» FONTE
==============================
Dalla nebbia al solleone: le quattro stagioni in un giorno di Transgranscanaria 2022

Tra raffiche di vento e vampe di calore nello scenario suggestivo e primordiale delle Canarie, sulle tracce dei Brooks Trail Runners.

di Stefano Gatti
14 Mar 2022 - 13:52
 ©  Carlos Diaz Recio

© Carlos Diaz Recio

Se dietro la prossima curva del sentiero sbucasse - da sotto il cappello - lo sguardo di traverso ed inconfondibile di Clint Eastwood… non ci sarebbe nulla di cui stupirsi! D’altra parte gli spaghetti western sono stati girati in Spagna. Certo, le Isole Canarie sono diverse (e lontane) da Almeria e dal Desierto di Tabernas. Diverse ed anche meglio: soprattutto per corrervi una prova come la Transgrancanaria, nel mio caso la versione Maratón da quarantadue chilometri abbondanti. Il visionario incontro con il “Biondo” dei film di Sergio Leone avviene però intorno a metà gara. Volendo fare le cose per bene, è meglio andare per ordine, partire dall’inizio.

These mist covered mountains
Are a home now for me
But my home is the lowlands
And always will be
Someday you'll return to
Your valleys and your farms
And you'll no longer burn to be
Brothers in arms.
==============================
» DATI FORNITI
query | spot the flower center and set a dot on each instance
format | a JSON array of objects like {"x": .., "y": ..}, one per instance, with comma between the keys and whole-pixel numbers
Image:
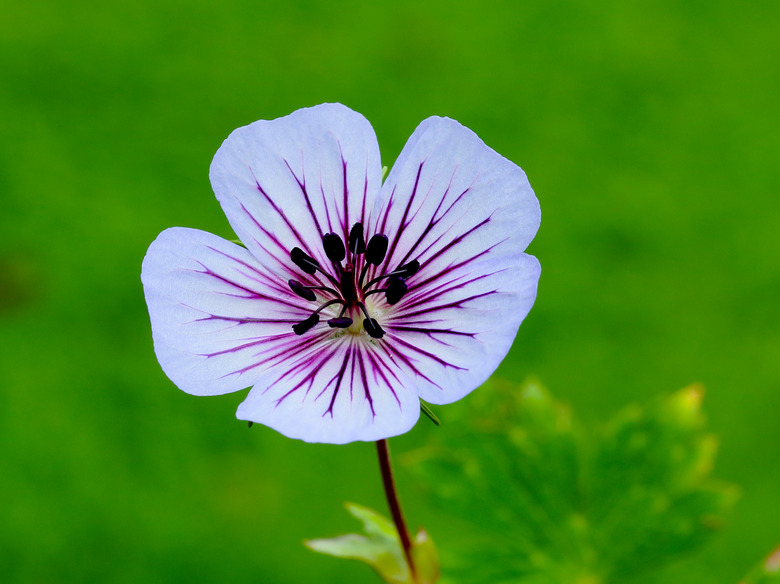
[{"x": 350, "y": 266}]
==============================
Trascrivi per intero il testo sulla Transgrancanaria 2022 riportato sopra, parola per parola, dal titolo all'ultimo verso.

» SOLUZIONE
Dalla nebbia al solleone: le quattro stagioni in un giorno di Transgranscanaria 2022

Tra raffiche di vento e vampe di calore nello scenario suggestivo e primordiale delle Canarie, sulle tracce dei Brooks Trail Runners.

di Stefano Gatti
14 Mar 2022 - 13:52
 ©  Carlos Diaz Recio

© Carlos Diaz Recio

Se dietro la prossima curva del sentiero sbucasse - da sotto il cappello - lo sguardo di traverso ed inconfondibile di Clint Eastwood… non ci sarebbe nulla di cui stupirsi! D’altra parte gli spaghetti western sono stati girati in Spagna. Certo, le Isole Canarie sono diverse (e lontane) da Almeria e dal Desierto di Tabernas. Diverse ed anche meglio: soprattutto per corrervi una prova come la Transgrancanaria, nel mio caso la versione Maratón da quarantadue chilometri abbondanti. Il visionario incontro con il “Biondo” dei film di Sergio Leone avviene però intorno a metà gara. Volendo fare le cose per bene, è meglio andare per ordine, partire dall’inizio.

These mist covered mountains
Are a home now for me
But my home is the lowlands
And always will be
Someday you'll return to
Your valleys and your farms
And you'll no longer burn to be
Brothers in arms.